TASKS TO COMPLETE ▸
1. Answer these about the South China Sea keynote address:
(a) On what date was the address given?
(b) Who is named as Director of CIL?
(c) Which claimants to the Spratly Islands does the speaker list?
2. Write the next few paragraphs of the keynote address on the South China Sea disputes, picking up right after its last sentence.

SOURCE PASSAGE ▸
☆ ☆ ☆ ☆ ☆ ☆ ☆
Keynote Address by Professor S Jayakumar
CIL Conference on Joint Development and the South China Sea
Thursday, 16 June 2011, 9.10 AM


Ambassador-At-Large Hasjim Djalal
Ambassador-At-Large Tommy Koh, Chairman, CIL
Professor Robert Beckman, Director, CIL
Distinguished Guests
Ladies and Gentlemen

 

I join Pak Hasjim and Ambassador Koh to welcome all of you to the Centre for International Law's Conference on Joint Development and the South China Sea.

 

The disputes in the South China Sea
The Spratly Islands in the South China Sea have long been a source of tension and potential conflict in this region. Some or all of the islands and reefs are claimed by Brunei Darussalam, China, Malaysia, the Philippines, Vietnam and Taiwan. Many are occupied by the claimants and some have even been fortified.

 

When I was invited to speak at this Conference a few months ago, the South China Sea issues had not flared up as they have in recent days.
☆ ☆ ☆ ☆ ☆ ☆ ☆
DATA BLOCK ▸
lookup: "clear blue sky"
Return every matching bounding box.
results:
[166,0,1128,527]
☆ ☆ ☆ ☆ ☆ ☆ ☆
IN RESPONSE ▸
1.
(a) Thursday, 16 June 2011
(b) Professor Robert Beckman
(c) Brunei Darussalam, China, Malaysia, the Philippines, Vietnam and Taiwan

2.
Such periodic escalation of tensions over competing claims is not conducive for regional stability. The recent incidents since March 2011 among China, Vietnam and the Philippines are particularly dangerous and disturbing. The most recent incident took place on 9 June about 270 km from Vung Tau in the southern part of Vietnam. This is, to the best of my knowledge, the first such incident in this area.

 

To avoid any potential conflict, there is an urgent need to clarify the extent of the various claims and speedily conclude the implementation guidelines of the 2002 Declaration on the Conduct of Parties in the South China Sea (2002 DOC) that have been stalled for nearly a decade. The 2002 DOC should be seen as a step towards the elaboration of a binding Code of Conduct for the South China Sea.

 

In my view, stable relations between China and ASEAN, on the one hand, and among all the major powers with interests in the region, on the other hand, are essential conditions for regional growth and prosperity. In that sense, what is at stake is much more than the merits of specific territorial claims in the South China Sea.

 

In this regard, two major powers - China and the US - must take certain steps.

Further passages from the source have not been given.